* WHAT YOU NEED TO DO *
Convert every entry below into a Markdown table with the columns Row and Line. Number each line in order, and leave out any blank lines.

(Rows taken from a dataset)
◇ ◇ ◇
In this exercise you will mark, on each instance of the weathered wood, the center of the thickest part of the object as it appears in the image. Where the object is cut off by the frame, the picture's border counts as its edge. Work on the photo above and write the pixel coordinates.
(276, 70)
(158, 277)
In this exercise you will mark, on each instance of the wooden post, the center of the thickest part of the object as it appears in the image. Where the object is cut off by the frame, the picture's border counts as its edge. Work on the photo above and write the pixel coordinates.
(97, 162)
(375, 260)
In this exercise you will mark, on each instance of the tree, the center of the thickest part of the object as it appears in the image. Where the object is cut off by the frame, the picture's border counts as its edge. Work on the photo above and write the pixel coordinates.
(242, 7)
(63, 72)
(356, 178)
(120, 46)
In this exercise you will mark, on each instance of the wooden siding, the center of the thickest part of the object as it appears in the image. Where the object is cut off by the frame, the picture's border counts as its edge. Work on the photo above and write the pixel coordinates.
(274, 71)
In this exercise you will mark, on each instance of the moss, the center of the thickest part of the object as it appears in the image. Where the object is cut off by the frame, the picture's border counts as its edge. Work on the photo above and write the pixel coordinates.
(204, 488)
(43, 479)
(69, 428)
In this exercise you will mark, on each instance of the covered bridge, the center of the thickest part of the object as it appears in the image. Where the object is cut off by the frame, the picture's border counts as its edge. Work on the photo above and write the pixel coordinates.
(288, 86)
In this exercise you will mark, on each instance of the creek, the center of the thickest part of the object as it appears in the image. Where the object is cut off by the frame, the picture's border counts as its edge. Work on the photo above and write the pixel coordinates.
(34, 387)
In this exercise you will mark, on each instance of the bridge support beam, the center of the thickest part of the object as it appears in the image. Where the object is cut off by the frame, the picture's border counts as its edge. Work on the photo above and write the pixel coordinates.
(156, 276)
◇ ◇ ◇
* TASK RESULT *
| Row | Line |
|---|---|
| 1 | In this exercise you will mark, on each instance of the weathered wood, the center of the thickest part of the object as it appears in the image. Where the object is cut off by the frame, the picture's border counts as its edge. Work on the photo above and write the pixel coordinates. |
| 2 | (276, 70) |
| 3 | (158, 277) |
| 4 | In this exercise you will mark, on each instance of the wooden post, the center of the thickest part of the object as it appears in the image. Where the object is cut off by the frame, the picture's border counts as its edge. Work on the photo above and write the pixel coordinates. |
| 5 | (97, 162) |
| 6 | (375, 260) |
| 7 | In this exercise you will mark, on each instance of the tree, the center of the thickest part of the object as it appears in the image. Where the object is cut off by the frame, the picture's border counts as its edge. Work on the photo above and write the pixel coordinates. |
| 8 | (242, 7) |
| 9 | (63, 72) |
| 10 | (356, 178) |
| 11 | (120, 46) |
| 12 | In this exercise you will mark, on each instance of the wooden siding, the center of the thickest part of the object as it appears in the image. Where the object is cut off by the frame, the picture's border counts as its edge. Work on the photo above and write the pixel coordinates. |
| 13 | (274, 71) |
| 14 | In this exercise you will mark, on each instance of the moss, the center of the thickest part of the object as it appears in the image. Where the object is cut off by the frame, the picture's border counts as its edge. Work on the photo above and write the pixel coordinates. |
| 15 | (204, 488) |
| 16 | (43, 479) |
| 17 | (69, 428) |
| 18 | In this exercise you will mark, on each instance of the covered bridge, the center of the thickest part of the object as it appears in the image. Where the object is cut off by the frame, the picture's border counts as its edge. Work on the photo above and write the pixel coordinates. |
| 19 | (288, 86) |
| 20 | In this exercise you will mark, on each instance of the creek, the center of the thickest part of the object as it appears in the image. Where the object is cut off by the frame, the picture's border counts as its edge. Work on the photo above and write the pixel coordinates. |
| 21 | (34, 387) |
| 22 | In this exercise you will mark, on each instance of the bridge support beam, the center of the thickest part of the object as it appears in the image. Where the object is cut off by the frame, the picture's border counts as its edge. Work on the photo above and write the pixel coordinates. |
| 23 | (156, 276) |